● **DO THIS**:
Please copy every one of the lines below word for word, leaving out the pictures.

(Dataset rows)
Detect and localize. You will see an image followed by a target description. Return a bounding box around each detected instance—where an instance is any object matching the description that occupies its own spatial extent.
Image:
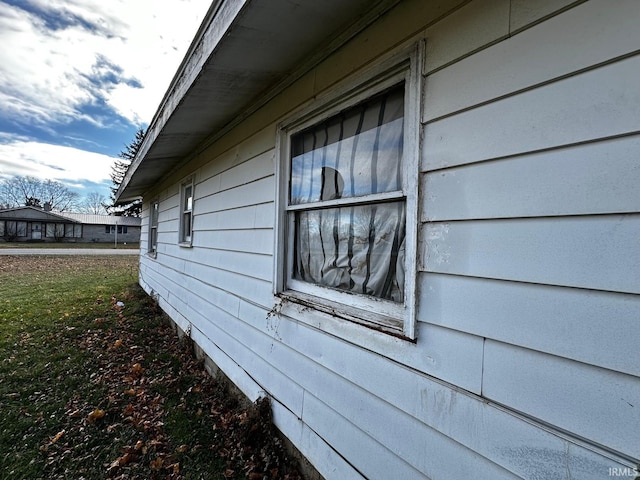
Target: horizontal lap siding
[418,0,640,466]
[141,0,640,480]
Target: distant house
[0,207,140,243]
[119,0,640,480]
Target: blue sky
[0,0,211,202]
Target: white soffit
[118,0,398,202]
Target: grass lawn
[0,242,140,249]
[0,256,301,480]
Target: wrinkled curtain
[289,83,406,302]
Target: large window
[179,178,194,246]
[147,200,159,256]
[276,49,419,338]
[104,225,128,234]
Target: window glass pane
[290,86,404,205]
[184,185,193,211]
[293,202,405,302]
[151,202,158,226]
[182,212,191,240]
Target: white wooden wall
[141,0,640,479]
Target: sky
[0,0,211,204]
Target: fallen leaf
[149,457,162,470]
[131,363,144,375]
[87,408,104,423]
[51,430,65,443]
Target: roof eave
[115,0,399,204]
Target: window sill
[278,290,415,343]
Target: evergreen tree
[111,128,145,217]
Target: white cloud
[0,140,115,187]
[0,0,210,127]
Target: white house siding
[140,0,640,479]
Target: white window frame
[147,199,160,258]
[274,42,424,341]
[178,176,196,247]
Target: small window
[179,178,194,246]
[147,200,159,256]
[45,223,64,239]
[275,47,420,338]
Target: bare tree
[78,192,110,215]
[0,176,80,212]
[110,128,145,217]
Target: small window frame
[147,199,160,258]
[178,176,196,247]
[274,42,424,343]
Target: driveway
[0,248,140,256]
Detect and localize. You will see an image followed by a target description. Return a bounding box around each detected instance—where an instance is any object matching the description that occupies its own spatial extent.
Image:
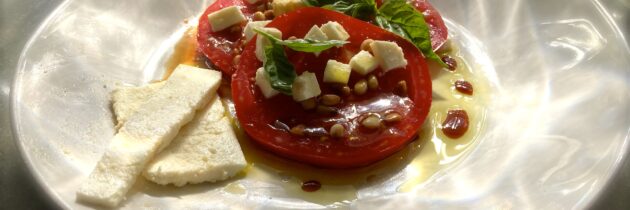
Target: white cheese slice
[256,67,280,98]
[370,41,407,72]
[324,60,352,84]
[77,65,221,207]
[292,71,322,101]
[111,81,165,128]
[320,21,350,41]
[243,20,271,42]
[112,83,247,186]
[208,6,247,32]
[256,28,282,62]
[304,26,328,56]
[143,96,247,186]
[271,0,306,17]
[350,50,378,76]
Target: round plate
[12,0,630,209]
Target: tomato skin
[376,0,448,51]
[232,7,431,168]
[197,0,267,75]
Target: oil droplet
[223,183,247,195]
[302,180,322,192]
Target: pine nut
[289,124,306,136]
[354,79,367,95]
[322,94,341,106]
[361,114,381,129]
[330,124,346,138]
[368,75,378,90]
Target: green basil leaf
[263,41,297,95]
[375,0,446,66]
[280,39,348,52]
[254,29,348,52]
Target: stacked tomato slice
[198,0,447,168]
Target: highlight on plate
[77,0,483,207]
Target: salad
[202,0,460,168]
[77,0,484,206]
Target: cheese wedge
[111,81,165,129]
[77,65,221,207]
[112,83,247,186]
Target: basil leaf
[375,0,446,66]
[280,39,348,52]
[263,41,297,95]
[254,29,348,52]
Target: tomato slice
[232,7,431,168]
[197,0,267,75]
[376,0,448,50]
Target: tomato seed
[455,80,473,95]
[442,109,468,139]
[442,55,457,71]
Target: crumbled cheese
[350,50,378,75]
[324,60,352,84]
[292,72,322,102]
[208,6,247,32]
[370,41,407,72]
[243,20,271,42]
[256,67,280,98]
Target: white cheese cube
[271,0,306,17]
[243,20,271,42]
[350,50,378,75]
[304,26,328,56]
[320,21,350,41]
[292,71,322,102]
[247,0,261,4]
[256,67,280,98]
[370,41,407,72]
[256,28,282,62]
[324,60,352,84]
[208,6,247,32]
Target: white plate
[12,0,630,209]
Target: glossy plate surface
[12,0,630,209]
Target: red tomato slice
[232,7,431,168]
[376,0,448,50]
[197,0,267,75]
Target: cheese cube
[256,67,280,98]
[243,20,271,42]
[324,60,352,84]
[304,26,328,56]
[292,71,322,102]
[208,6,247,32]
[271,0,306,17]
[350,50,378,75]
[370,41,407,72]
[256,28,282,62]
[320,21,350,41]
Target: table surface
[0,0,630,209]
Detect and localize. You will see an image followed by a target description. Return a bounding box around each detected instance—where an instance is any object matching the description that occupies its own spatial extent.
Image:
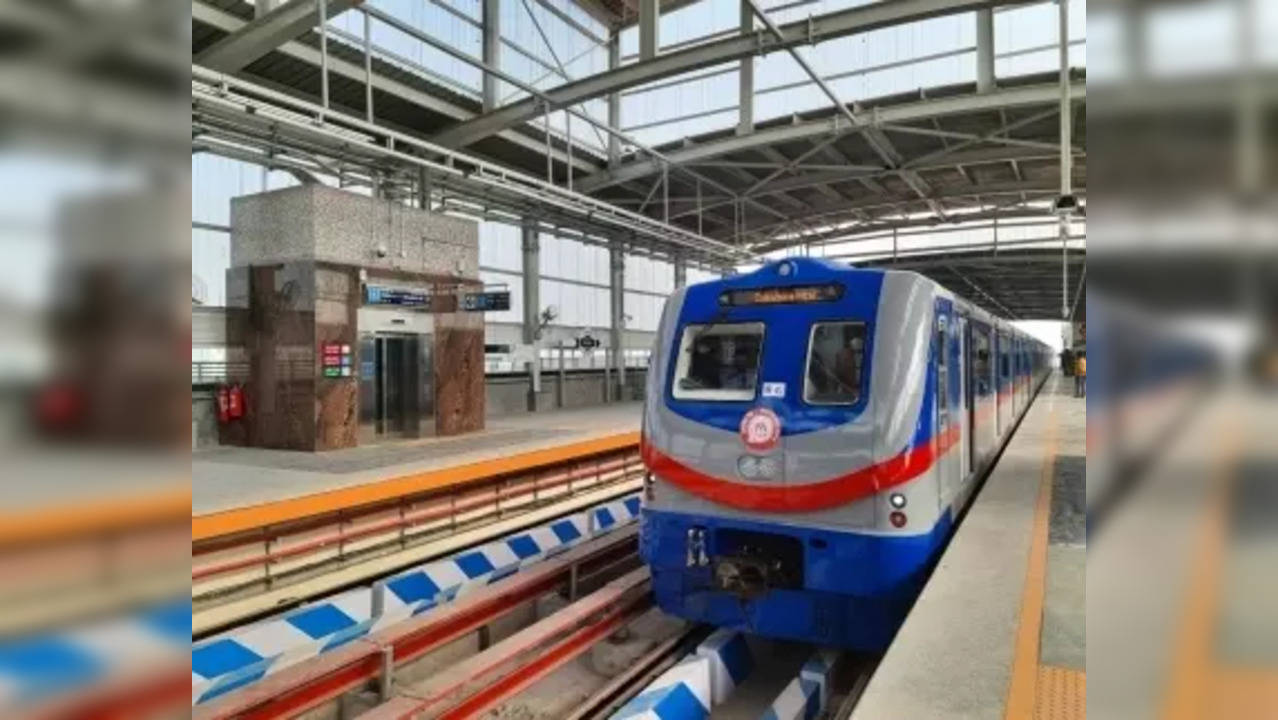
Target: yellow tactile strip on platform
[1034,665,1088,720]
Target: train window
[937,325,950,416]
[671,322,763,402]
[971,330,990,395]
[803,322,865,405]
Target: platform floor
[190,403,643,515]
[852,375,1086,720]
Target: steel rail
[359,568,652,720]
[192,65,753,262]
[190,451,642,581]
[193,527,638,720]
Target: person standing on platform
[1074,353,1088,398]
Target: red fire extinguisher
[226,382,244,419]
[217,385,231,425]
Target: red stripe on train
[639,423,961,513]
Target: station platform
[851,373,1086,720]
[190,403,643,538]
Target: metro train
[640,258,1052,651]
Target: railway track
[192,449,889,720]
[190,446,643,638]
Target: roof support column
[483,0,501,113]
[1057,0,1074,320]
[736,0,754,136]
[608,240,626,400]
[976,8,994,92]
[608,29,621,168]
[639,0,661,60]
[520,217,542,412]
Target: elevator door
[359,334,433,441]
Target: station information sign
[320,343,353,377]
[364,285,431,308]
[461,290,510,312]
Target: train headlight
[736,455,781,480]
[759,457,781,478]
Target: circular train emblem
[741,408,781,450]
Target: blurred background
[0,0,1278,719]
[1088,0,1278,719]
[0,0,190,717]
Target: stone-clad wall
[227,185,484,450]
[231,184,479,278]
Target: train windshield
[671,322,763,402]
[803,322,865,405]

● **SOLVED EXERCISE**:
Detect and localize. You will see an image followed by a target description. Return a bounding box around each detected instance—where an instance is any object matching the description that occupies its own spatial extent.
Image:
Target: horizontal lap siding
[418,0,640,466]
[141,0,640,480]
Target: distant house
[0,207,140,243]
[119,0,640,480]
Target: blue sky
[0,0,211,202]
Target: white soffit
[118,0,398,202]
Target: grass lawn
[0,242,140,249]
[0,256,301,480]
Target: wrinkled curtain
[289,83,406,302]
Target: large window
[179,178,194,246]
[147,200,159,256]
[276,49,419,338]
[104,225,128,234]
Target: window glass pane
[290,86,404,205]
[184,185,193,211]
[293,202,405,302]
[151,202,158,226]
[182,212,191,240]
Target: white wooden wall
[141,0,640,479]
Target: sky
[0,0,211,204]
Target: fallen leaf
[149,457,162,470]
[131,363,144,375]
[87,408,104,423]
[51,430,65,443]
Target: roof eave
[115,0,399,204]
Target: window sill
[278,290,415,343]
Target: evergreen tree
[111,128,145,217]
Target: white cloud
[0,140,115,187]
[0,0,210,127]
Target: white house siding
[140,0,640,479]
Target: white window frame
[147,199,160,258]
[274,42,424,341]
[178,176,196,247]
Target: small window
[179,178,194,246]
[147,200,159,256]
[45,223,64,239]
[275,47,420,338]
Target: bare tree
[78,192,110,215]
[0,176,80,212]
[110,128,145,217]
Target: small window frame
[147,199,160,258]
[178,176,196,247]
[274,42,424,343]
Target: driveway
[0,248,140,256]
Detect and localize. You will see an image followed by a target description. Return a bounding box around each detected instance—where an instance is any object matching the description that occupies its own spatial extent.
Image:
Target: white cheese slice
[256,67,280,98]
[370,41,407,72]
[324,60,352,84]
[77,65,221,207]
[292,71,322,101]
[111,81,165,128]
[320,21,350,41]
[243,20,271,42]
[112,83,247,186]
[208,6,247,32]
[256,28,282,62]
[304,26,328,56]
[143,96,247,186]
[271,0,306,17]
[350,50,378,76]
Target: round plate
[12,0,630,209]
Target: tomato skin
[376,0,448,51]
[232,7,431,168]
[197,0,267,75]
Target: oil droplet
[223,183,247,195]
[302,180,322,192]
Target: pine nut
[289,124,306,136]
[354,79,367,95]
[322,94,341,106]
[361,114,381,129]
[330,124,346,138]
[368,75,378,90]
Target: green basil leaf
[263,41,297,95]
[375,0,446,66]
[280,39,348,52]
[254,29,348,52]
Target: stacked tomato slice
[198,0,447,168]
Target: highlight on plate
[77,0,483,207]
Target: salad
[202,0,460,168]
[77,0,484,206]
Target: cheese wedge
[111,81,165,129]
[77,65,221,207]
[112,83,247,186]
Target: basil leaf
[375,0,446,66]
[280,39,348,52]
[263,41,297,95]
[254,29,348,52]
Target: tomato slice
[232,7,431,168]
[197,0,267,75]
[376,0,448,50]
Target: tomato seed
[455,80,473,95]
[442,109,468,139]
[442,55,457,71]
Target: crumbled cheese
[350,50,378,75]
[324,60,352,84]
[292,72,322,102]
[208,6,247,32]
[370,41,407,72]
[243,20,271,42]
[256,67,280,98]
Target: white cheese cube
[271,0,306,17]
[243,20,271,42]
[350,50,378,75]
[304,26,328,56]
[320,21,350,41]
[292,71,322,102]
[247,0,261,4]
[256,67,280,98]
[370,41,407,72]
[256,28,282,62]
[324,60,352,84]
[208,6,247,32]
Target: white plate
[12,0,630,209]
Target: glossy plate surface
[12,0,630,209]
Target: red tomato slice
[232,7,431,168]
[376,0,448,50]
[197,0,267,75]
Target: cheese cube
[256,67,280,98]
[243,20,271,42]
[324,60,352,84]
[304,26,328,56]
[292,71,322,102]
[208,6,247,32]
[271,0,306,17]
[350,50,378,75]
[370,41,407,72]
[256,28,282,62]
[320,21,350,41]
Target: table surface
[0,0,630,209]
Detect and localize. You will see an image followed by a target description. Return a bounding box around each detected instance—where an instance is any object matching the description that occupies its own spatial extent.
Image:
Target: yellow tactile strip on platform
[1034,665,1088,720]
Target: train window
[937,325,950,416]
[671,322,763,402]
[971,330,990,395]
[803,322,865,405]
Target: platform floor
[190,403,643,515]
[852,375,1086,720]
Target: steel rail
[359,568,652,720]
[192,65,753,262]
[190,451,642,581]
[193,527,638,720]
Target: person standing on platform
[1074,353,1088,398]
Target: red fire extinguisher
[226,382,244,419]
[217,385,231,425]
Target: red stripe on train
[639,423,961,513]
Target: station platform
[851,373,1086,720]
[190,403,643,538]
Target: metro train
[640,258,1052,651]
Target: railway track
[192,449,889,720]
[190,446,643,638]
Target: roof support column
[483,0,501,113]
[1057,0,1074,320]
[736,0,754,136]
[608,240,626,400]
[976,8,994,92]
[608,29,621,168]
[639,0,661,60]
[520,217,542,412]
Target: elevator door
[359,334,433,441]
Target: station information sign
[320,343,353,377]
[364,285,431,308]
[461,290,510,312]
Target: train headlight
[736,455,781,480]
[759,457,781,478]
Target: circular train emblem
[741,408,781,450]
Target: blurred background
[0,0,1278,719]
[1088,0,1278,719]
[0,0,190,717]
Target: stone-clad wall
[227,185,484,450]
[231,184,479,278]
Target: train windshield
[671,322,763,402]
[803,322,865,405]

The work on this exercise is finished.